Aim:
Copy out every one of the records below without changing a word.

(Items stored from a collection)

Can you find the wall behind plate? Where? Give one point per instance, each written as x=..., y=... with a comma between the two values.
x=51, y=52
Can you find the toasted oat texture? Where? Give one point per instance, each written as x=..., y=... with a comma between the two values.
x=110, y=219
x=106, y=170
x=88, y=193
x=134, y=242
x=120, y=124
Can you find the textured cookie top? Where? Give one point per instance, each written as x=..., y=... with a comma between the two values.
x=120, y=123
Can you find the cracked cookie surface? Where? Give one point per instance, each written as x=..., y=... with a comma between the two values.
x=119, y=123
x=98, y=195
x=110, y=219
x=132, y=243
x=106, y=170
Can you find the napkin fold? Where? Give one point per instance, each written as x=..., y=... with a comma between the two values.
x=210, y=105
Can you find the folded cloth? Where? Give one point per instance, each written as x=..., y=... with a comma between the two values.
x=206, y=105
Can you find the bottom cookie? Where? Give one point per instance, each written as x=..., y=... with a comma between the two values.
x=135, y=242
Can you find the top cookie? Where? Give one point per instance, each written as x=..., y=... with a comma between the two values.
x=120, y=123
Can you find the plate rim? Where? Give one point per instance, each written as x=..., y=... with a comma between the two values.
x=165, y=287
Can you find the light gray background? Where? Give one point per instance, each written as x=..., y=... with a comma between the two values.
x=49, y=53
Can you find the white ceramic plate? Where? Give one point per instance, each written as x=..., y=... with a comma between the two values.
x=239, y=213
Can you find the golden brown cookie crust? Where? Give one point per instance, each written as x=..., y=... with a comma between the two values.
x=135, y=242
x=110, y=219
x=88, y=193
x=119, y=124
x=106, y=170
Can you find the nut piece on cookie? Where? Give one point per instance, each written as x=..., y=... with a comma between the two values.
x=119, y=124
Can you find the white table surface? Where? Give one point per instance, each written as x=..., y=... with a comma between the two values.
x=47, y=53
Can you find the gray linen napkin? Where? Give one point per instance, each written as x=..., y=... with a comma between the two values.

Final result:
Can you find the wall behind plate? Where? Give one point per instance, each written as x=..., y=... with a comma between the two values.
x=51, y=52
Can you find the toasted oat texture? Where? Give one point per instance, each written as x=..., y=... with a comma between the two values.
x=110, y=219
x=106, y=170
x=88, y=193
x=134, y=242
x=120, y=124
Can you find the textured cookie top? Where? Give one point per instance, each written as x=..., y=... with a comma between the two values.
x=120, y=123
Can you find the cracked cookie surface? Where? Give one point per instance, each written as x=..., y=... with a comma between the two values.
x=119, y=123
x=98, y=195
x=110, y=219
x=132, y=243
x=106, y=170
Can you find the napkin fold? Where? Give one point per instance, each written as x=..., y=... with a comma between the two values.
x=210, y=105
Can you find the folded cloth? Where? Give one point per instance, each written as x=..., y=... with a comma between the two values.
x=206, y=105
Can you find the bottom cookie? Where? Give one point per instance, each written as x=..., y=... with a comma between the two values.
x=135, y=242
Can you find the top cookie? Where? Give one point per instance, each written as x=..., y=... with a comma between the two values.
x=120, y=123
Can you find the plate rim? Where? Give one point per instance, each written as x=..., y=... with a comma between the two values.
x=165, y=287
Can you find the light gray background? Where? Give one point per instance, each written as x=..., y=... with a comma between the two values.
x=49, y=53
Can you find the white ceramic plate? Where? Give one point per instance, each written as x=..., y=... with a comma between the two values.
x=239, y=213
Can you find the golden brown cookie crust? Where? Give one point per instance, each written as x=..., y=... with a comma between the two values.
x=135, y=242
x=110, y=219
x=88, y=193
x=119, y=124
x=106, y=170
Can you find the nut piece on cookie? Where? Give one point per instance, each written as x=..., y=... with a comma between the two values.
x=119, y=124
Can you find the white table surface? Where? Give one point per instance, each written as x=..., y=... with a comma between the two values.
x=47, y=53
Can you find the gray linen napkin? Where? Give one point per instance, each written as x=..., y=... with a comma between the two values.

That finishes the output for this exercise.